= COMPITO 1 =
Ricopia identiche le righe dei record che vanno dall'inizio dei record fino alla riga che contiene "column 385, row 614", entrambe incluse, lasciando fuori le immagini.

::: BRANO DA LEGGERE

Ma dopo l’indigestione di proventi, arriva la stasi. Il mercato discografico, da sempre uno dei più ricchi e rigogliosi, tuttavia, si accartoccia su se stesso e con l’avvento delle nuove tecnologie implode. La voglia di incassare, unito al marketing esasperato, fa completamente ciccare le quote ai signori incravattati delle corporation, e le stesse label discografiche che rilasciavano dischi si mettono nel commercio dei masterizzatori di cd; forse qualcuno ha dimenticato, ma le grandi major, una su tutte la Philips insieme a tante altre, spingono al fine di vendere la nuova tecnologia. Comincia il disastro. Il pubblico si chiede giustamente: perché devo comprare un album originale quando posso doppiarmelo serenamente a casa senza spendere un euro? E, condizionato anche da altri fattori, il tracollo giunge fulmineo in concomitanza con l’affermazione di una nuova, estrema rivoluzione epocale, quella informatica. L’industria prova un’inversione ad U per tentare di ricuperare il pesante autogol, ma ormai è tardi, troppo tardi.
La musica si “smaterializza”, ed inizia a fluire libera, scorrendo senza freni da tantissime parti, e non solo, e non più (finalmente), attraverso i canali tradizionali. I risultati sono evidenti e le conseguenze profonde, ed apparentemente irreversibili. Il vecchio formato cd inizia a perdere attrattiva e gli album non vengono più collezionati nei vecchi scaffali, ma compressi in formato Mp3 e archiviati in cartelle di file sui pc. Ormai internet detta i nuovi impulsi, enuncia le nuove regole di mercato e il file trader, YouTube, i siti, i portali, e soprattutto il download libero fanno il resto. Oggi il marketing musicale, dopo i fasti e l’esclusiva dittatoriale di decenni, si limita a cercare di agire entro alcuni paletti che, in ogni caso, appaiono aggirabili comodamente. Anteprime, piccole curiosità, giri di parole per tentare di suscitare interesse, ma lo scettro del potere appare perduto. Ogni band, anche quella amatoriale che prova sottocasa, ormai ha un suo sito internet, un suo spazio su Myspace, pubblica musica autoprodotta, incide i propri album con il computer, gestisce e vende il proprio mechandising e suona in giro per i locali. Tutto ciò che era mito dorato è divenuto quotidianità: l’industria, dopo anni di sfruttamento dei kids e delle finanze degli ascoltatori, si ritrova pericolosamente in bilico, pena la vera sopravvivenza. E personalmente, dico io, gli sta bene. La discografia avrebbe potuto, con meno ingordigia e con concezioni meno parruccone tipiche dell’ottocento, gestire in modo più elastico il business; chi è causa dei propri fallimenti raccoglie solo macerie e distruzione. Oggi il marketing, in se stesso e come concezione ottantiana, non esiste più, l’industria tenta di salvare il salvabile con operazioni di piccolo cabotaggio e con scaltri stratagemmi ai quali pochi abboccano.

::::::

= COMPITO 2 =
Quali sono, secondo il brano sull'industria discografica, gli strumenti che «fanno il resto» mentre internet detta i nuovi impulsi? Elencali tutti.

::: DATI DI LAVORO

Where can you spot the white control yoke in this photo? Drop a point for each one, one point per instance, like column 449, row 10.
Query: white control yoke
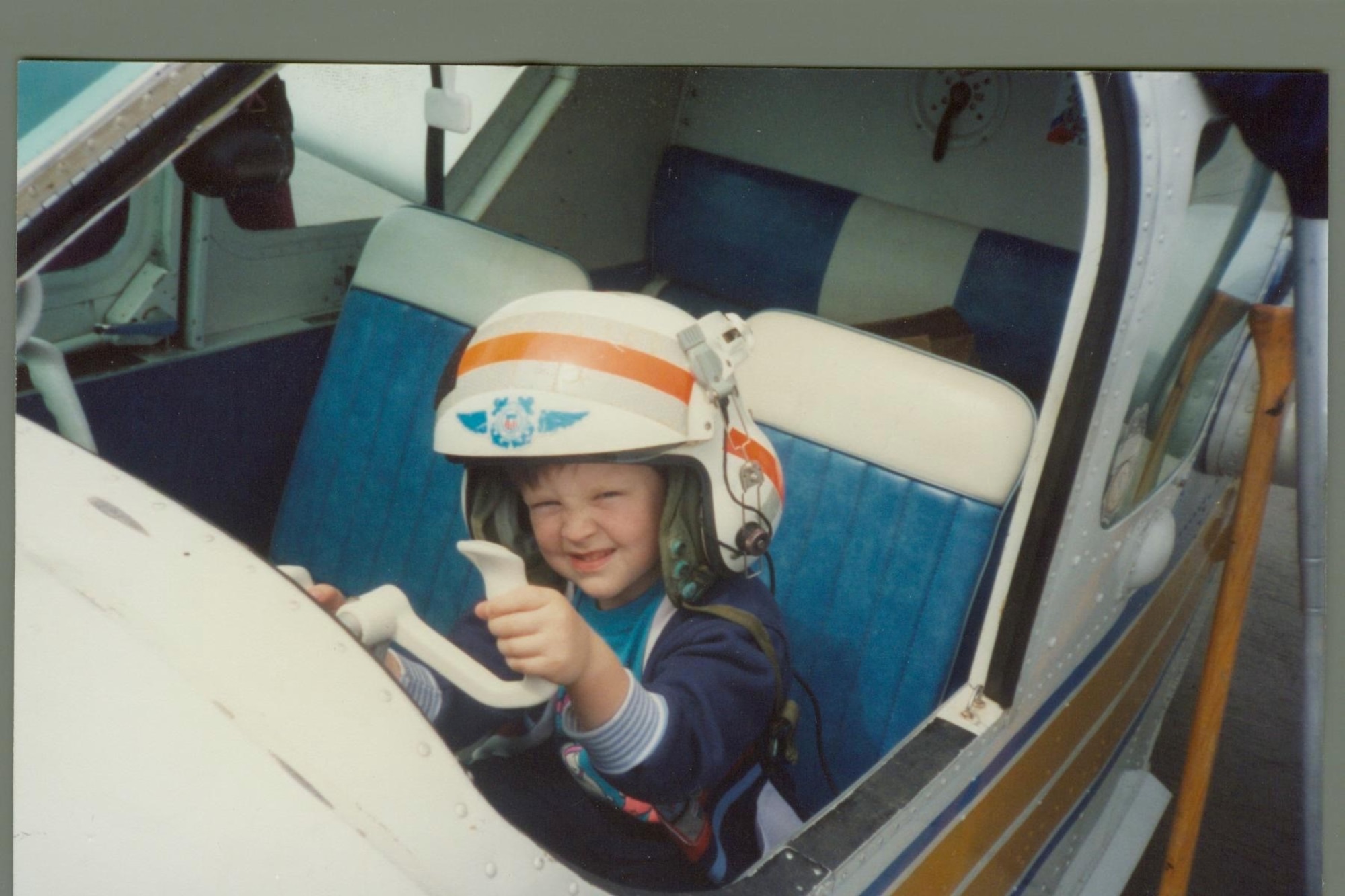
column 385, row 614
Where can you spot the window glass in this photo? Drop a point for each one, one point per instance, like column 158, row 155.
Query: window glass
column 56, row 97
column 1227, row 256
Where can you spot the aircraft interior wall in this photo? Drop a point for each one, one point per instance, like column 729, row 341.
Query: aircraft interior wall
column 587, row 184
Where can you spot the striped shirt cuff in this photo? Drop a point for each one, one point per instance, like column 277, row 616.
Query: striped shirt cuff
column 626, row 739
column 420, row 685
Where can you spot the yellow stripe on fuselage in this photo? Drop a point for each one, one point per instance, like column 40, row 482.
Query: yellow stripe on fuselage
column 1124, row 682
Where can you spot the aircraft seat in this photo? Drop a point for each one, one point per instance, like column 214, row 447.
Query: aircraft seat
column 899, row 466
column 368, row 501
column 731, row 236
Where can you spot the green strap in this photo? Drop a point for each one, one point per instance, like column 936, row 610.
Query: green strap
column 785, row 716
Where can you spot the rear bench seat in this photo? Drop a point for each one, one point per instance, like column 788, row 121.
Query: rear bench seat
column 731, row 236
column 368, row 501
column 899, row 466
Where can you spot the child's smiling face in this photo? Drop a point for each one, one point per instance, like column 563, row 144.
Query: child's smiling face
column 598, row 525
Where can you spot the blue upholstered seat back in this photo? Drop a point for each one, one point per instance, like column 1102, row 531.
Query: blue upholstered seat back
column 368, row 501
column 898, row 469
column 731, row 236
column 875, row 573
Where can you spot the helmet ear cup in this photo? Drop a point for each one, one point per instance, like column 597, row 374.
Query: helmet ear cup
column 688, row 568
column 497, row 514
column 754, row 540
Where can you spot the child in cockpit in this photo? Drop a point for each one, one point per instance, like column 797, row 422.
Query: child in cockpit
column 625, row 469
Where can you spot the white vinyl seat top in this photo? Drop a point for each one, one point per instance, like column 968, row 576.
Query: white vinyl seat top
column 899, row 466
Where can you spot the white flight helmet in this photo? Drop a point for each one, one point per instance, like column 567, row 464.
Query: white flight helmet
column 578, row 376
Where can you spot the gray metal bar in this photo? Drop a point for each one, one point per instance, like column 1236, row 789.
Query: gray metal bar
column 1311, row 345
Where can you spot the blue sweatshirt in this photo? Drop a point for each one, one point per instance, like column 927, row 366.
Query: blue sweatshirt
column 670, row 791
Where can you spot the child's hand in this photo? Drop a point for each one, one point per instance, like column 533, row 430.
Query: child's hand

::::::

= RISPOSTA SCRITTA 1 =
Where can you spot the white control yoke in this photo? Drop a point for each one, one point per instance, like column 449, row 10.
Query: white control yoke
column 385, row 614

= RISPOSTA SCRITTA 2 =
- il file trader
- YouTube
- i siti
- i portali
- il download libero